**The problem:**
Lay out the items from the line with "Place one point on each instance of the palm" through the end of the items as a Markdown table with two columns, Position and Text, giving the line's number in Position and the line in Text. Leave out blank lines.

**Material provided:**
--*--
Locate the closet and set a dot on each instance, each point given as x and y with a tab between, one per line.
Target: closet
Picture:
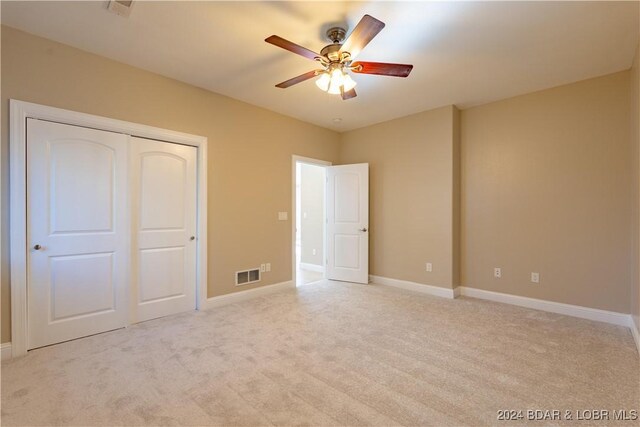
111	223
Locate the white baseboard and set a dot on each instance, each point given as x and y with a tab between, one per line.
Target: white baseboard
5	351
413	286
246	295
612	317
311	267
636	333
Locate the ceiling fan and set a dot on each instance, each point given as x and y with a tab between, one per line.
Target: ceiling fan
337	59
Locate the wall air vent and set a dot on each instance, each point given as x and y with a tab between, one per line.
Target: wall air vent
247	276
121	7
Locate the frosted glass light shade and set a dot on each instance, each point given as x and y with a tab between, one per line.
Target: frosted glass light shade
323	82
348	83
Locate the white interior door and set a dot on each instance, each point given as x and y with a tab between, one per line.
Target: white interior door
77	230
348	223
164	188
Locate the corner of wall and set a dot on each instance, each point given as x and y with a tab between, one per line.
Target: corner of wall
456	247
635	138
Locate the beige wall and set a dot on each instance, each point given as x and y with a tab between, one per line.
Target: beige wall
312	213
412	194
547	187
635	137
250	148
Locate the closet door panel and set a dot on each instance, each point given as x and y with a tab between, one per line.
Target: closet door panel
77	229
164	218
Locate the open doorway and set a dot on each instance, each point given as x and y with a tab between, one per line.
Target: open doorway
309	220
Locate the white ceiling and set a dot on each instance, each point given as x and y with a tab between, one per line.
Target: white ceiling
464	53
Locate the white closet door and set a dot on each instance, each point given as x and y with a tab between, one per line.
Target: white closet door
348	223
77	231
164	217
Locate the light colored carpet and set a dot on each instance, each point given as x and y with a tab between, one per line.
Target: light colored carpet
304	277
328	354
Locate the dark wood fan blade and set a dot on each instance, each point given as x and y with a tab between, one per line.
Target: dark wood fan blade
348	94
382	68
296	80
291	47
362	34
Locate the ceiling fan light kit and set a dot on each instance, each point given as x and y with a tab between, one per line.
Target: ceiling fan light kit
337	58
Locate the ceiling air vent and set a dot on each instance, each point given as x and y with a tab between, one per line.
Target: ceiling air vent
247	276
121	7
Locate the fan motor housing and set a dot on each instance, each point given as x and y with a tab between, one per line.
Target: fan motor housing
332	52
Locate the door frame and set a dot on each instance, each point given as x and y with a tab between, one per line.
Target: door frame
19	112
295	159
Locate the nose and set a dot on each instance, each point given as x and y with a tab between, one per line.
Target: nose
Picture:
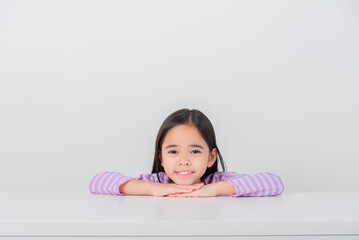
184	161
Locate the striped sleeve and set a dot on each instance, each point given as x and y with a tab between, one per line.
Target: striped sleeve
255	185
108	183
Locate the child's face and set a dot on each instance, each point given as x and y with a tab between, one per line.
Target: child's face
184	150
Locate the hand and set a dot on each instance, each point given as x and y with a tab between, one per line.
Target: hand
208	190
162	189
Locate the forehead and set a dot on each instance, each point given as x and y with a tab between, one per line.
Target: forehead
183	133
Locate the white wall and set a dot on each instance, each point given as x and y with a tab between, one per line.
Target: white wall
85	86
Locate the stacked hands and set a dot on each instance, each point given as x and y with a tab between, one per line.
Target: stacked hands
175	190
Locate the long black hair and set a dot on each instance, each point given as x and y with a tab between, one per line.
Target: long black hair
204	126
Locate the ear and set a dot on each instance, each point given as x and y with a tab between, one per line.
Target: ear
212	157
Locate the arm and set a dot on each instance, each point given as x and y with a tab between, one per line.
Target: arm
115	183
138	187
256	185
238	185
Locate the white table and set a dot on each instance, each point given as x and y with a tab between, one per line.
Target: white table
92	216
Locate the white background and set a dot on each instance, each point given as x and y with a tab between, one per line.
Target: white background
85	86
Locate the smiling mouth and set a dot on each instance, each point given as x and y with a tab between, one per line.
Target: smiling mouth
184	174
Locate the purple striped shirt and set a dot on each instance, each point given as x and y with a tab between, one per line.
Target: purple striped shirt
246	185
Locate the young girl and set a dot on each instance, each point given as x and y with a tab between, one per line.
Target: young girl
186	165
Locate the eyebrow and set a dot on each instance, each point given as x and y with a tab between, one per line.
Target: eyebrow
193	145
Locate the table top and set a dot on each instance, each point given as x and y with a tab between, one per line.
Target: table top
82	214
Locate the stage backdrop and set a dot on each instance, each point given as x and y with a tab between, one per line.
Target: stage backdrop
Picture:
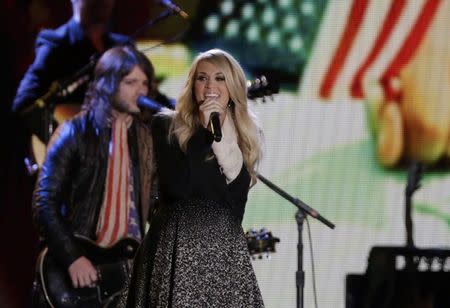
365	90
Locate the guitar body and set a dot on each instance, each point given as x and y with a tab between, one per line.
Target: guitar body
112	264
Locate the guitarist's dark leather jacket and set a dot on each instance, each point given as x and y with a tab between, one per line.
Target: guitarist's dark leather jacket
69	191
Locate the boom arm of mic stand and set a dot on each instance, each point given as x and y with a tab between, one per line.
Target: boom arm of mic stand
297	202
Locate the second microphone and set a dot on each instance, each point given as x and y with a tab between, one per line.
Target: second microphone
214	126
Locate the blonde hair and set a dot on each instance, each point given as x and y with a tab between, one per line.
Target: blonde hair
186	117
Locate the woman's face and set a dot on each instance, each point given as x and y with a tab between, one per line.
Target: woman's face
210	83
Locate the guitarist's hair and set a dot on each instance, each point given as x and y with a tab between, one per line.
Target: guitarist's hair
186	115
111	68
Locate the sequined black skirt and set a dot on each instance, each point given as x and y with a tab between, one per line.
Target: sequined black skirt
194	255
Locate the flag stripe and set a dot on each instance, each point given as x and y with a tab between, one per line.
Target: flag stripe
408	47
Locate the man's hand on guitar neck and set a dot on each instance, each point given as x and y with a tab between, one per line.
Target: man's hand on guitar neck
82	273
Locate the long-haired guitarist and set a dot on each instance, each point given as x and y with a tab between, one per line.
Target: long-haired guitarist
95	180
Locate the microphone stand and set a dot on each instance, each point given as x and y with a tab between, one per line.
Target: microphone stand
303	209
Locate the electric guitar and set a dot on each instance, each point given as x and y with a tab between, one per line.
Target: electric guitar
260	87
260	243
113	265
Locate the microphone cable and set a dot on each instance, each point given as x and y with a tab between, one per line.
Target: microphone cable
313	270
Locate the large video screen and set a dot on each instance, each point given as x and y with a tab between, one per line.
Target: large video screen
364	94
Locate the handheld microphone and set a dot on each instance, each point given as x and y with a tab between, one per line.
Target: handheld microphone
214	125
175	8
144	101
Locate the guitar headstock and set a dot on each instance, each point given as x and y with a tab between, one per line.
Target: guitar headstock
415	173
260	242
261	87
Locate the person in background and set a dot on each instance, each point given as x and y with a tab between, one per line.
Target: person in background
60	56
195	253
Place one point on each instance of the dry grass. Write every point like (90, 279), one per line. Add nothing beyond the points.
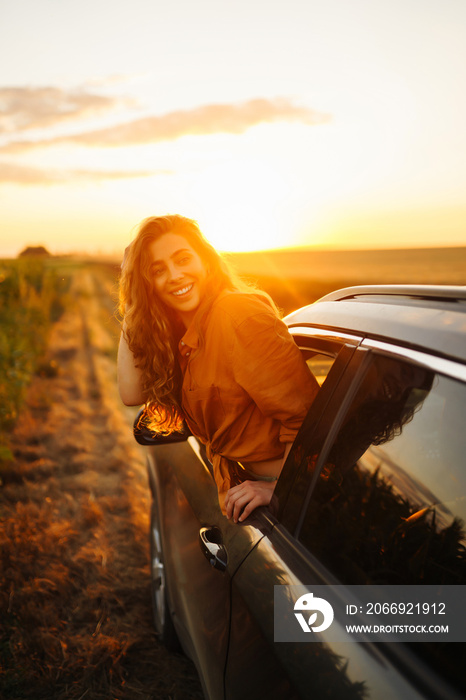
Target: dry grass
(75, 586)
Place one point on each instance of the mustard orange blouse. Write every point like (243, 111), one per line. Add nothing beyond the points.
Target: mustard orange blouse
(246, 387)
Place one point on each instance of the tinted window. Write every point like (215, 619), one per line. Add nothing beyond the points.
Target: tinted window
(320, 366)
(389, 505)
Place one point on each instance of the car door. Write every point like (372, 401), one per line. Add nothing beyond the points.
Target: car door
(202, 551)
(328, 531)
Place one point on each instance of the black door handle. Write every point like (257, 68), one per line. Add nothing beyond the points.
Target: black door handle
(210, 539)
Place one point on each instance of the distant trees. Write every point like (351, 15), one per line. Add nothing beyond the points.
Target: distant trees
(34, 252)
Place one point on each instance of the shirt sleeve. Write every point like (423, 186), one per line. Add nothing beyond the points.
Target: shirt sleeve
(269, 366)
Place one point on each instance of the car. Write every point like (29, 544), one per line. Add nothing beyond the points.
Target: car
(372, 495)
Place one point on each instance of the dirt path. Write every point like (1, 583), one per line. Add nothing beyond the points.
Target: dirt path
(75, 617)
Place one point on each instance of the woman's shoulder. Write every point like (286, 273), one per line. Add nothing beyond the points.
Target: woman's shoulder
(239, 306)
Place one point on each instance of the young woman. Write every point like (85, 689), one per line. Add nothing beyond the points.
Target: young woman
(198, 344)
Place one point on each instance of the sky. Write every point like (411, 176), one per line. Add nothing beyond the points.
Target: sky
(337, 124)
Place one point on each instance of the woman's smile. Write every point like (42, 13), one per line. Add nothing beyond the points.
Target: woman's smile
(178, 273)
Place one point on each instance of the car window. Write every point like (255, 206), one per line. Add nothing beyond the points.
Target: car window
(394, 477)
(319, 365)
(389, 503)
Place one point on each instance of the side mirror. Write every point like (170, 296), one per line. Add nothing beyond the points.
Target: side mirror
(144, 435)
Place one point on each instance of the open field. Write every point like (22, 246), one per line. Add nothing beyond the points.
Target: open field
(74, 562)
(75, 611)
(298, 277)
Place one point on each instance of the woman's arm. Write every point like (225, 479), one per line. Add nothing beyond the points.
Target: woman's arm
(129, 376)
(241, 500)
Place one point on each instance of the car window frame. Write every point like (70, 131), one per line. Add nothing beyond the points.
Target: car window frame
(292, 484)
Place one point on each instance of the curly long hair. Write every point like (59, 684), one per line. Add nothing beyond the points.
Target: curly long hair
(152, 329)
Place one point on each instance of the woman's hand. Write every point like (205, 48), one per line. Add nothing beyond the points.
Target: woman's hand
(241, 500)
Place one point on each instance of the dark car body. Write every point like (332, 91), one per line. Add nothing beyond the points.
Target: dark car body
(373, 492)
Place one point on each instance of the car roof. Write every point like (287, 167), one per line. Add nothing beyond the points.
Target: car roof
(430, 318)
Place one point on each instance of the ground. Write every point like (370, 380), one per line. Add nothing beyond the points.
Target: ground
(74, 562)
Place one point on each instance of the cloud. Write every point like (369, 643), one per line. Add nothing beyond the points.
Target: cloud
(24, 108)
(23, 175)
(209, 119)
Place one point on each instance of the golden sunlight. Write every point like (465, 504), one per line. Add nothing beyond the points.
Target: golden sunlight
(239, 205)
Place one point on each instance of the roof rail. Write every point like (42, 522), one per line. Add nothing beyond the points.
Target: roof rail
(412, 291)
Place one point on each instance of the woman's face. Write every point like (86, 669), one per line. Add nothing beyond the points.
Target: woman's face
(178, 274)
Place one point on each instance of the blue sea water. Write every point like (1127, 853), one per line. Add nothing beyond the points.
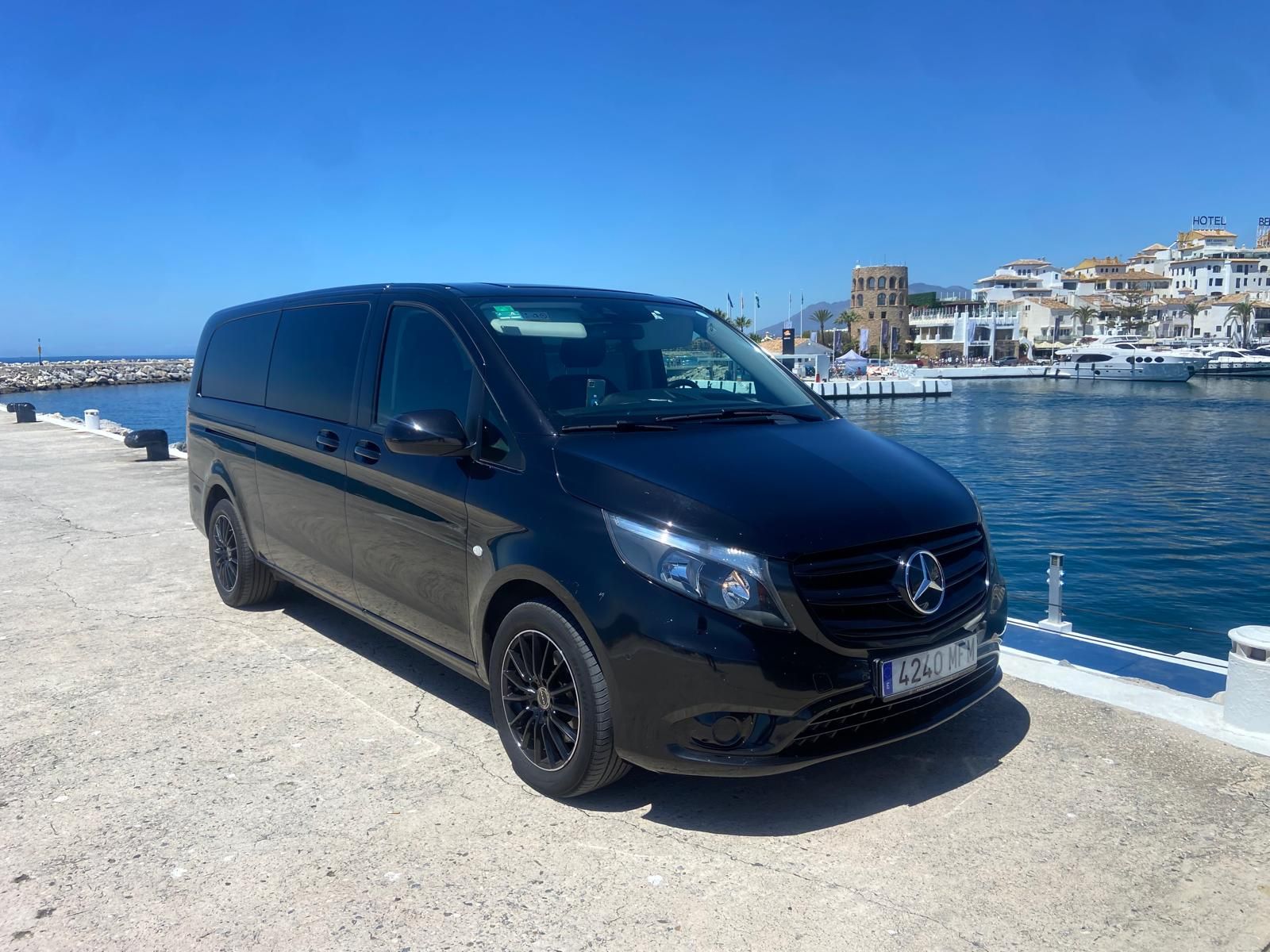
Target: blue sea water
(1157, 493)
(135, 405)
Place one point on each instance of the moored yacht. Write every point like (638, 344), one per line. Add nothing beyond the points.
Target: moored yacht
(1122, 359)
(1235, 362)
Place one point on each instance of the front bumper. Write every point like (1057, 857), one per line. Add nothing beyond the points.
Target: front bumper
(709, 695)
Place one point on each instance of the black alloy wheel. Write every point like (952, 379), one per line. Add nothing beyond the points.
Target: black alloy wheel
(225, 552)
(540, 700)
(241, 578)
(550, 702)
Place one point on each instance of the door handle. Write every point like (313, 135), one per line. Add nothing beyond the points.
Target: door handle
(366, 451)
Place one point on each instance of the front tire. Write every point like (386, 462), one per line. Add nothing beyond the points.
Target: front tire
(241, 578)
(550, 702)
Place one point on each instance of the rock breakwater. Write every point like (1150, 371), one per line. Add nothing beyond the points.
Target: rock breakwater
(17, 378)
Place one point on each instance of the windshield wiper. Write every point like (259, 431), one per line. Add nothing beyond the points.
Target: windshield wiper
(622, 425)
(734, 413)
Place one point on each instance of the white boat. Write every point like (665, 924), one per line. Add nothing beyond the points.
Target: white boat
(1122, 359)
(1235, 362)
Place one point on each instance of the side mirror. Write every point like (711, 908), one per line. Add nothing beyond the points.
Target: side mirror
(427, 433)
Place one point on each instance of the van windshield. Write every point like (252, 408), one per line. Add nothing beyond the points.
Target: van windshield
(591, 362)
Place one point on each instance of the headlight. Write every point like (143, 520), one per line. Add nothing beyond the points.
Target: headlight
(728, 579)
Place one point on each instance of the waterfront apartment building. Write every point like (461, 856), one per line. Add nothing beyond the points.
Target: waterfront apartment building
(1210, 264)
(1033, 304)
(879, 296)
(1022, 278)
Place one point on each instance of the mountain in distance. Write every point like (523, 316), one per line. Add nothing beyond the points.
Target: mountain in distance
(837, 308)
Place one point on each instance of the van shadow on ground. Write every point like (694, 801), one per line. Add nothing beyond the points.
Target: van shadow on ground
(817, 797)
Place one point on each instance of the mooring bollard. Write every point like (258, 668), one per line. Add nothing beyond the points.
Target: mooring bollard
(156, 443)
(1248, 681)
(25, 413)
(1053, 621)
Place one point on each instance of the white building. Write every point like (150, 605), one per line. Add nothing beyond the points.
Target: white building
(1153, 258)
(964, 329)
(1022, 278)
(1210, 264)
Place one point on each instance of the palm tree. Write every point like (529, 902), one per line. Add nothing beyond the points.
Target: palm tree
--*--
**The completed task:**
| Position | Text |
|---|---|
| 1 | Place one point on each instance of the palm tree. Write every point like (529, 902), one per line. Add nothing beyond the points. |
| 2 | Target: palm tree |